>> START

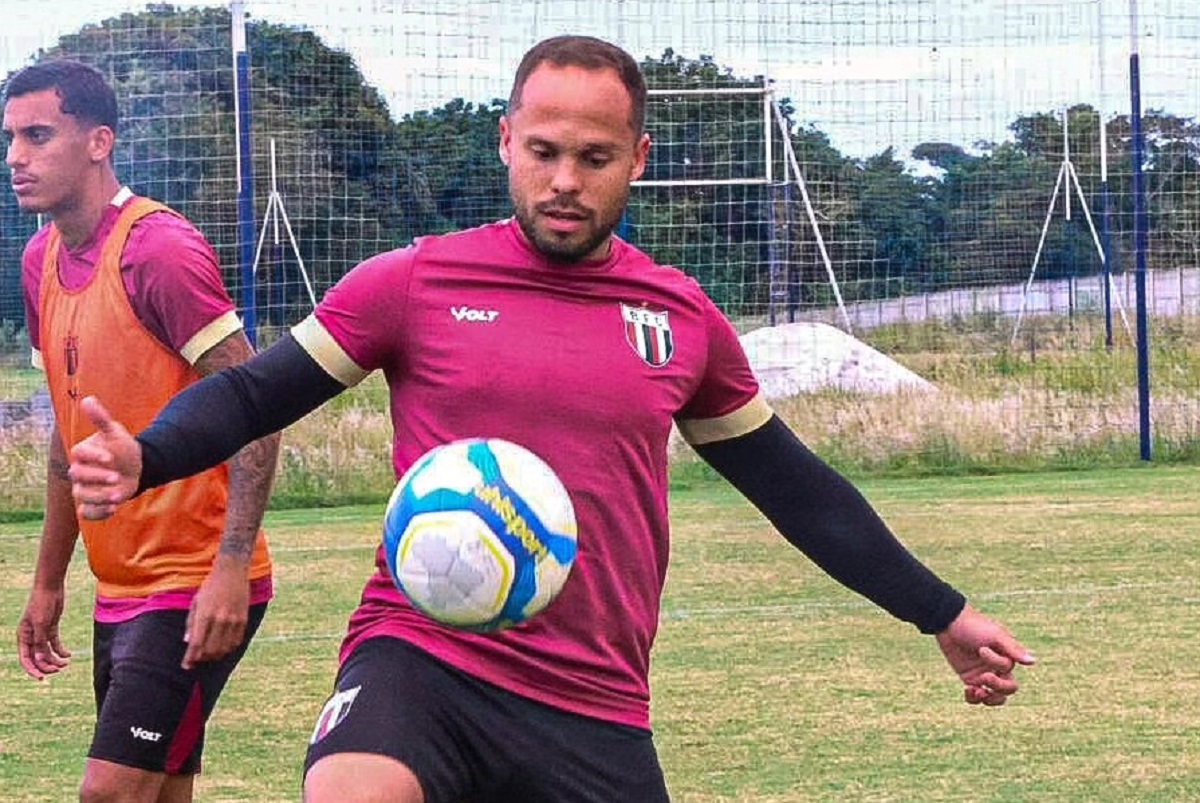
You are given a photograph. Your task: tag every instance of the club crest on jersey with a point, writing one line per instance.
(648, 333)
(333, 714)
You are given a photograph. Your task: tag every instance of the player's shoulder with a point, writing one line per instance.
(487, 240)
(636, 262)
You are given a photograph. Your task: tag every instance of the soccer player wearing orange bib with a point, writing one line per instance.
(124, 298)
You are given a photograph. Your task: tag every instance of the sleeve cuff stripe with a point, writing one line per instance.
(210, 335)
(741, 421)
(321, 346)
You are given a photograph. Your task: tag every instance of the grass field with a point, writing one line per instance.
(773, 683)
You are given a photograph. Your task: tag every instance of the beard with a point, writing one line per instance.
(565, 249)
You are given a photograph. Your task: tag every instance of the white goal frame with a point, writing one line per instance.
(772, 118)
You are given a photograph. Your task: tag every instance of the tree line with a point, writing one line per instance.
(355, 180)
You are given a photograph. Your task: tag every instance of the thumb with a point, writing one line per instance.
(99, 415)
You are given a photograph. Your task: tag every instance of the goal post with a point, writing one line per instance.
(724, 166)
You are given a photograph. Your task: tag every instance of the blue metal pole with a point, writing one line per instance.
(1140, 238)
(245, 172)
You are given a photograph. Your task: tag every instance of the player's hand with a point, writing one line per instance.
(39, 646)
(984, 655)
(216, 623)
(106, 467)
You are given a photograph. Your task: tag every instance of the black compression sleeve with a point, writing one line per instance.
(825, 516)
(209, 421)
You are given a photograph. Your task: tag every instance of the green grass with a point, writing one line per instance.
(772, 683)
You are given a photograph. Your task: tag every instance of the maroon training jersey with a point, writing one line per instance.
(587, 365)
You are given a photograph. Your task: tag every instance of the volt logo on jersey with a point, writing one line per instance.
(474, 316)
(648, 333)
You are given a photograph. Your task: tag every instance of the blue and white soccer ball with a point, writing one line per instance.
(480, 534)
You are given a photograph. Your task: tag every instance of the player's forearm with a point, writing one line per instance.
(215, 418)
(60, 527)
(823, 515)
(251, 475)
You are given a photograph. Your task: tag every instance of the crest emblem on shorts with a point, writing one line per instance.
(334, 712)
(648, 333)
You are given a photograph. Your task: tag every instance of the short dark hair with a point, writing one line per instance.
(82, 90)
(589, 53)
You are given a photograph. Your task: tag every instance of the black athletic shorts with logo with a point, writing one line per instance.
(151, 712)
(471, 742)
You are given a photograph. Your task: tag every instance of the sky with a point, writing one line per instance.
(870, 73)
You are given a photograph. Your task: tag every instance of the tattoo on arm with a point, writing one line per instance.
(251, 471)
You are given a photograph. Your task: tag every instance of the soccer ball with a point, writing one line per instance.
(479, 534)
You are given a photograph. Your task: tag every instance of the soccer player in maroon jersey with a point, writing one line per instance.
(550, 331)
(124, 298)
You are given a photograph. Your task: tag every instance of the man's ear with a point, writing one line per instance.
(100, 143)
(505, 141)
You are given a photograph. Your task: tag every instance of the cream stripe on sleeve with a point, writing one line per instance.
(743, 420)
(213, 334)
(324, 349)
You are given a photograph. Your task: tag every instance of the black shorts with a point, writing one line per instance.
(151, 712)
(471, 742)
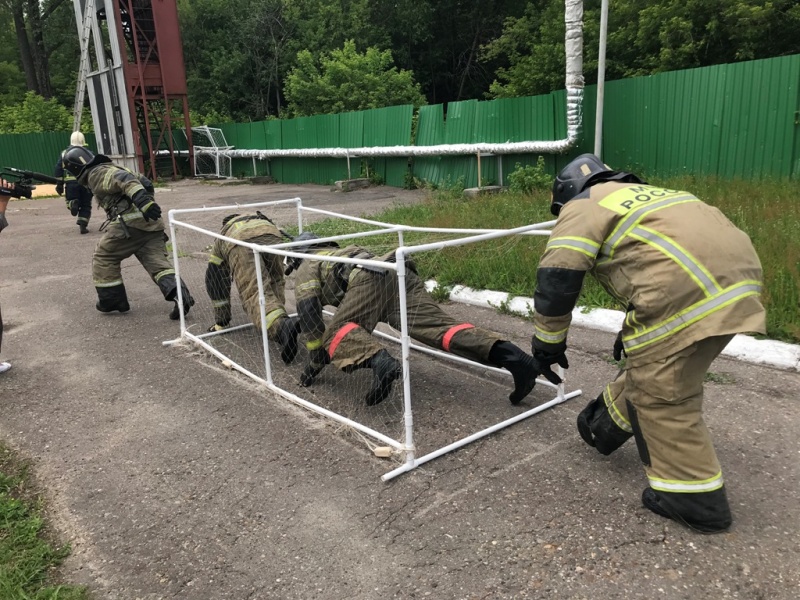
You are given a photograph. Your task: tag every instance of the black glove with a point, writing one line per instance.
(619, 348)
(145, 203)
(317, 361)
(543, 361)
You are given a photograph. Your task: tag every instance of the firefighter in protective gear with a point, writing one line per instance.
(689, 280)
(230, 262)
(367, 295)
(77, 197)
(133, 228)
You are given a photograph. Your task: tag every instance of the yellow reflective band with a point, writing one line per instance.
(551, 337)
(694, 313)
(616, 416)
(698, 273)
(687, 487)
(625, 225)
(313, 344)
(583, 245)
(272, 316)
(132, 214)
(164, 273)
(313, 284)
(630, 198)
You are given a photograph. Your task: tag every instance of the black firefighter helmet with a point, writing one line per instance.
(292, 262)
(78, 158)
(581, 173)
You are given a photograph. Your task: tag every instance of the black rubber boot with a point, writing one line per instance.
(188, 303)
(113, 298)
(704, 512)
(385, 369)
(598, 429)
(519, 364)
(287, 338)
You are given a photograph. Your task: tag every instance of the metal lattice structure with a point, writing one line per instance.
(133, 71)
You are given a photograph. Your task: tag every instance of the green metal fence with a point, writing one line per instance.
(736, 120)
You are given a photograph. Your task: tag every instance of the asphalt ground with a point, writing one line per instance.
(173, 477)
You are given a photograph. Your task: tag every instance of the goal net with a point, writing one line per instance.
(440, 402)
(211, 153)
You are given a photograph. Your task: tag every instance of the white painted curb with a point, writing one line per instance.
(743, 347)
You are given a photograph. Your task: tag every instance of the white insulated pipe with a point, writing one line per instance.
(573, 46)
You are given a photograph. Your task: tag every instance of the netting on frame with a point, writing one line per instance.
(211, 158)
(440, 403)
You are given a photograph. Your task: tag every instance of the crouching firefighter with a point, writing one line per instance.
(229, 262)
(689, 280)
(366, 295)
(134, 228)
(77, 197)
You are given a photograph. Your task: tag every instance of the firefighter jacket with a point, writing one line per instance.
(683, 271)
(320, 283)
(114, 186)
(60, 172)
(246, 228)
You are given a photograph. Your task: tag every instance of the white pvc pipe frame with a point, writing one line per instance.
(573, 47)
(473, 235)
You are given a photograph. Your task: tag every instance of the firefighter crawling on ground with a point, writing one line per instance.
(367, 295)
(690, 280)
(231, 262)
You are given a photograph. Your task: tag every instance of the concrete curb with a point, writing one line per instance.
(743, 347)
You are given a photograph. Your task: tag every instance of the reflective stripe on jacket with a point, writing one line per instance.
(113, 187)
(681, 268)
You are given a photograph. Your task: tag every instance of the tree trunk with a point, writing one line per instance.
(24, 47)
(39, 53)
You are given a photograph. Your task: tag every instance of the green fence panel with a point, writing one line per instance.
(390, 126)
(273, 140)
(759, 118)
(430, 132)
(737, 120)
(34, 151)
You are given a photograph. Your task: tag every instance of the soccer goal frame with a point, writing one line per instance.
(404, 446)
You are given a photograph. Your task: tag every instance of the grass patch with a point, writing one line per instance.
(28, 558)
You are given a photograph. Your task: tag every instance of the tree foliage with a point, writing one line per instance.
(240, 53)
(35, 114)
(644, 37)
(346, 80)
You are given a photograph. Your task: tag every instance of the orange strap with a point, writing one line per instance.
(339, 336)
(448, 337)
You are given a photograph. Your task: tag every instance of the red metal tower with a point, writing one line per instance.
(154, 81)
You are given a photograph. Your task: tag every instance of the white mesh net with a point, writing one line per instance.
(211, 159)
(454, 399)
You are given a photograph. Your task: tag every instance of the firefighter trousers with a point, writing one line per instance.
(661, 403)
(147, 246)
(83, 196)
(373, 297)
(242, 265)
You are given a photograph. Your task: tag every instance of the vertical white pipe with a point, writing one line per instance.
(263, 311)
(400, 259)
(601, 79)
(176, 266)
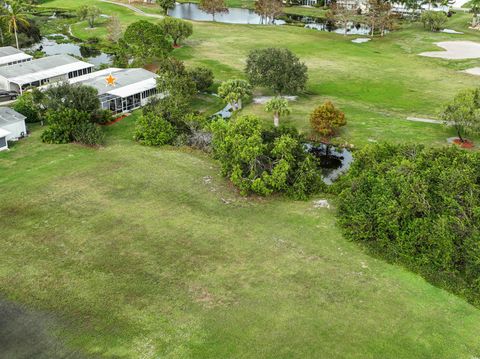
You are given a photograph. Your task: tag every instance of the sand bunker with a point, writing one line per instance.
(456, 50)
(361, 40)
(450, 31)
(473, 71)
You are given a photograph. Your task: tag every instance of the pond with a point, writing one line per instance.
(191, 11)
(333, 161)
(65, 47)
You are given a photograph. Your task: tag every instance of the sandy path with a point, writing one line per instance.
(133, 8)
(456, 50)
(473, 71)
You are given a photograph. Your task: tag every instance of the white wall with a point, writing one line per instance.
(15, 130)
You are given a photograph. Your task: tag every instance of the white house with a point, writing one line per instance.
(12, 122)
(41, 72)
(121, 90)
(3, 139)
(11, 56)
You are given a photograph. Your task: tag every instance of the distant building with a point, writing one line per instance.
(3, 139)
(41, 72)
(11, 56)
(121, 90)
(12, 126)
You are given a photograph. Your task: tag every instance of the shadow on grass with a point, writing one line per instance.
(26, 334)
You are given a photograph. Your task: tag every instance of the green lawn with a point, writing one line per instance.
(144, 252)
(139, 252)
(378, 84)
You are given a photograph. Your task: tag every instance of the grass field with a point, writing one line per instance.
(378, 84)
(136, 252)
(143, 252)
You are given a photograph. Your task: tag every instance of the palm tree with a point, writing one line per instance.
(475, 9)
(14, 16)
(279, 107)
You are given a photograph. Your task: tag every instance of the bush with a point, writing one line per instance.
(27, 106)
(68, 125)
(264, 162)
(202, 77)
(89, 134)
(419, 207)
(154, 130)
(433, 20)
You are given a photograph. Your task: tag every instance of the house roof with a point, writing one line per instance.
(10, 54)
(44, 68)
(4, 133)
(127, 81)
(7, 116)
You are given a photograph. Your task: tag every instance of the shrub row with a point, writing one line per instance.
(419, 207)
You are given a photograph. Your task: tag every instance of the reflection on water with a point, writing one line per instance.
(191, 11)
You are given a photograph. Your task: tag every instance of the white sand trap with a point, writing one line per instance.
(473, 71)
(260, 100)
(361, 40)
(450, 31)
(456, 50)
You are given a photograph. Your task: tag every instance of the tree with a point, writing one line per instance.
(176, 29)
(142, 41)
(279, 107)
(342, 16)
(379, 16)
(166, 5)
(263, 161)
(233, 91)
(153, 130)
(89, 13)
(433, 20)
(15, 16)
(278, 69)
(175, 81)
(475, 9)
(326, 119)
(114, 29)
(213, 7)
(463, 113)
(268, 9)
(202, 77)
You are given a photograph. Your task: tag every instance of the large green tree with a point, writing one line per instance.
(166, 5)
(176, 29)
(142, 42)
(278, 69)
(89, 13)
(234, 91)
(463, 113)
(213, 7)
(279, 107)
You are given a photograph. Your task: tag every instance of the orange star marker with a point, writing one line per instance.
(110, 80)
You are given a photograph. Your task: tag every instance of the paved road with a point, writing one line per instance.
(135, 9)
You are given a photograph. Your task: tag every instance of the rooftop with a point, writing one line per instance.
(127, 81)
(7, 116)
(39, 69)
(9, 50)
(10, 54)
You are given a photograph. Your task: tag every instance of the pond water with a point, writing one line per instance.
(333, 161)
(50, 47)
(191, 11)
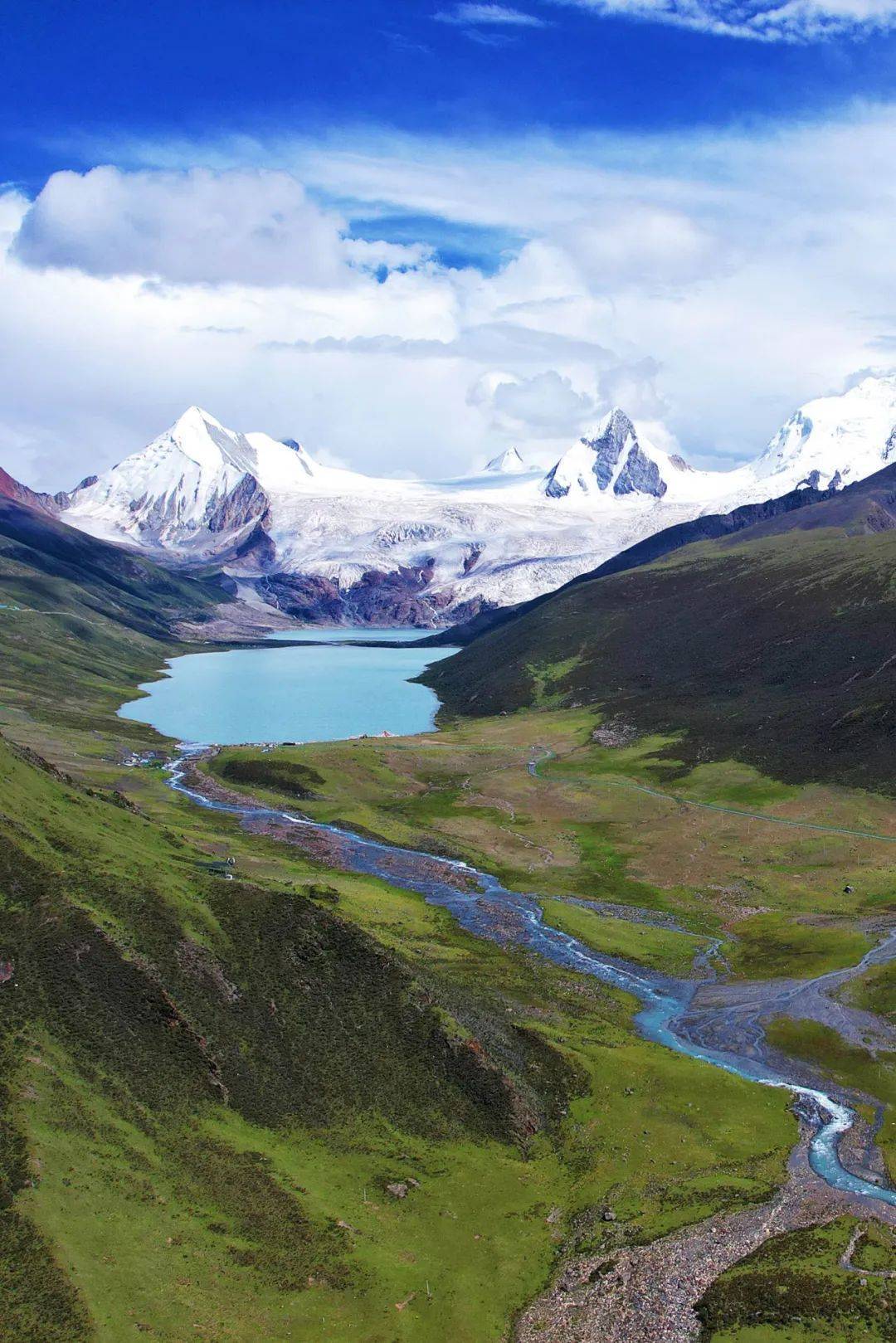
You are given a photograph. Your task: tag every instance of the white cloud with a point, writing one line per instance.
(544, 406)
(497, 15)
(793, 21)
(709, 281)
(240, 226)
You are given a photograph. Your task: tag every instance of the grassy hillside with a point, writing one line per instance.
(776, 648)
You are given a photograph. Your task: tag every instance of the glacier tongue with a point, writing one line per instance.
(264, 507)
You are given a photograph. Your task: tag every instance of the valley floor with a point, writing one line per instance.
(303, 1104)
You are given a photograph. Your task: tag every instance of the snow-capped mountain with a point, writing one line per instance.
(325, 543)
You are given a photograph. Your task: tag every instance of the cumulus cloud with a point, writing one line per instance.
(638, 243)
(543, 406)
(791, 21)
(709, 281)
(240, 226)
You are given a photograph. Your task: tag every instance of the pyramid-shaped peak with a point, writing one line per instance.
(613, 430)
(195, 419)
(507, 462)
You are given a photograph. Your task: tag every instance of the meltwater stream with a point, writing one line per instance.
(485, 908)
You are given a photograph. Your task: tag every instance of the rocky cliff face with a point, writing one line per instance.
(12, 489)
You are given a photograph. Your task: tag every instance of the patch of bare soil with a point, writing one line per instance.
(648, 1293)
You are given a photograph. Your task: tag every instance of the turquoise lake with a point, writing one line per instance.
(308, 693)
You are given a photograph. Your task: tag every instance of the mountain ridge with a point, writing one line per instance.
(314, 539)
(772, 645)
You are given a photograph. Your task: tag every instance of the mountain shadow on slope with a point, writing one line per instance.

>> END

_AIM_. From the line containing "of the patch" down to the final line of the data, write out every line exactly; both the first and last of these belong in your answer, and nothing else does.

_REPLY_.
You are given a photograph. Your task: tag every instance of the patch of bare soil with a point, writing one line per instance.
(648, 1293)
You are given a photograph. Your task: tag every instance of the turquoise lake with a point, writing one line per instance.
(308, 693)
You are given a photograph. Your task: tag every instance of the mountain ridge with a point, writing one line per instance.
(314, 539)
(772, 645)
You are given a photograph. Your task: tag every instance of the mountain shadow on slope with a point, writing one line per instance.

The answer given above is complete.